WORK REQUIRED ▸
Print out the records precisely, keeping each line identical to its source.

........

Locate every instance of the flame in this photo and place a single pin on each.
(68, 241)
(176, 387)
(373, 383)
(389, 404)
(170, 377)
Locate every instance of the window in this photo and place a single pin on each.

........

RESULT OF THE TASK ▸
Locate every instance of the flame in this photo and place a single pin on each.
(68, 241)
(176, 387)
(373, 383)
(389, 404)
(170, 377)
Locate every instance of the window in this photo and place a single pin on each.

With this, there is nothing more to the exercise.